◆ WRITTEN REQUEST: Starting at the line that contains "Give the mask of every instance of the white" and ending at the last of the lines below, write those lines out again, requests included. Shift every polygon coordinate in the answers by adding -24 to it.

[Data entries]
"""
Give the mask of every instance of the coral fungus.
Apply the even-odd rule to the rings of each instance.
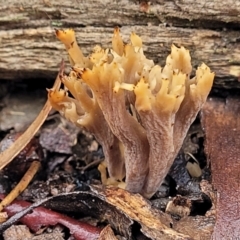
[[[93,133],[109,175],[150,198],[167,175],[191,123],[206,101],[214,73],[204,63],[191,78],[191,57],[172,46],[166,65],[146,58],[135,33],[124,44],[115,28],[112,49],[85,57],[74,31],[57,30],[72,64],[64,90],[49,90],[52,106]],[[68,96],[68,91],[72,97]]]

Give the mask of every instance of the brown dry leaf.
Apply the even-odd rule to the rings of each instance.
[[[214,217],[188,216],[176,222],[174,229],[191,236],[194,240],[210,240],[214,223]]]
[[[99,240],[117,240],[110,225],[107,225],[100,233]]]
[[[120,188],[109,187],[104,189],[93,188],[102,195],[106,202],[121,210],[130,219],[141,225],[141,231],[151,239],[187,240],[191,237],[178,233],[171,228],[171,218],[154,209],[140,194],[132,194]]]
[[[240,236],[240,100],[210,99],[202,110],[206,153],[217,191],[213,240]]]

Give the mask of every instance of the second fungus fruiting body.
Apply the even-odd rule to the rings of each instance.
[[[57,30],[72,71],[65,90],[49,90],[52,106],[93,133],[103,147],[110,178],[150,198],[167,175],[191,123],[206,101],[214,73],[202,64],[191,78],[191,57],[174,45],[162,68],[146,58],[132,33],[124,44],[114,30],[112,49],[85,57],[74,31]],[[72,97],[68,96],[68,91]]]

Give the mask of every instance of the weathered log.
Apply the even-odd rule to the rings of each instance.
[[[240,100],[212,98],[202,110],[205,149],[216,190],[216,224],[212,240],[240,236]]]
[[[0,0],[0,79],[54,78],[67,58],[54,28],[72,27],[85,54],[111,44],[113,27],[126,41],[141,35],[144,50],[164,64],[172,43],[187,47],[193,66],[208,64],[215,87],[240,88],[240,2],[152,0]]]

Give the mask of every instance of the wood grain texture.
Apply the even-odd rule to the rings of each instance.
[[[54,28],[72,27],[85,54],[109,47],[114,26],[125,41],[132,31],[164,64],[171,44],[187,47],[193,66],[208,64],[215,87],[240,88],[240,2],[152,0],[0,0],[0,79],[54,78],[66,52]]]
[[[209,99],[202,110],[205,149],[216,195],[213,240],[240,236],[240,100]]]

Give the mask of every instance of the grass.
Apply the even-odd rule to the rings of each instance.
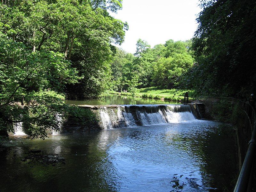
[[[147,88],[138,89],[135,92],[136,97],[144,98],[151,98],[178,101],[184,99],[184,95],[186,92],[188,92],[189,99],[194,99],[193,95],[194,91],[191,90],[160,89],[156,87],[152,87]],[[111,94],[124,95],[131,96],[132,93],[129,92],[117,92],[110,91]]]

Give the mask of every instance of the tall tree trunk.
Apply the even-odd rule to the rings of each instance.
[[[68,55],[68,45],[69,44],[69,39],[70,36],[70,31],[68,31],[68,37],[66,39],[66,45],[65,46],[65,50],[64,51],[64,54],[65,55],[65,59],[67,59],[67,56]]]
[[[45,38],[46,33],[43,30],[42,30],[42,31],[44,33],[44,35],[43,35],[42,40],[41,40],[41,41],[39,44],[39,45],[38,46],[38,48],[37,48],[37,50],[38,51],[40,51],[40,49],[41,49],[41,46],[42,46],[43,44],[44,43],[44,41],[46,39],[46,38]]]
[[[35,37],[36,37],[36,31],[33,31],[33,41],[34,45],[33,45],[33,52],[36,52],[36,41]]]
[[[74,32],[72,31],[72,35],[71,36],[71,41],[70,41],[70,48],[68,51],[68,60],[70,60],[70,56],[71,56],[71,52],[72,51],[72,49],[73,48],[73,45],[74,42]]]

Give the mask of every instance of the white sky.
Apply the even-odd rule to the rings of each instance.
[[[123,9],[111,13],[129,25],[120,47],[133,53],[140,38],[151,48],[170,39],[192,38],[197,26],[196,15],[201,11],[199,4],[199,0],[123,0]]]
"""
◆ TASK RESPONSE:
Give the mask of every instance of the white sky.
Apply the even-odd rule to the rings of each instance.
[[[99,-15],[87,-11],[105,1],[96,23],[109,29],[116,14],[127,24],[146,15],[168,14],[173,2],[172,-9],[177,-13],[175,-20],[175,-24],[99,-24]]]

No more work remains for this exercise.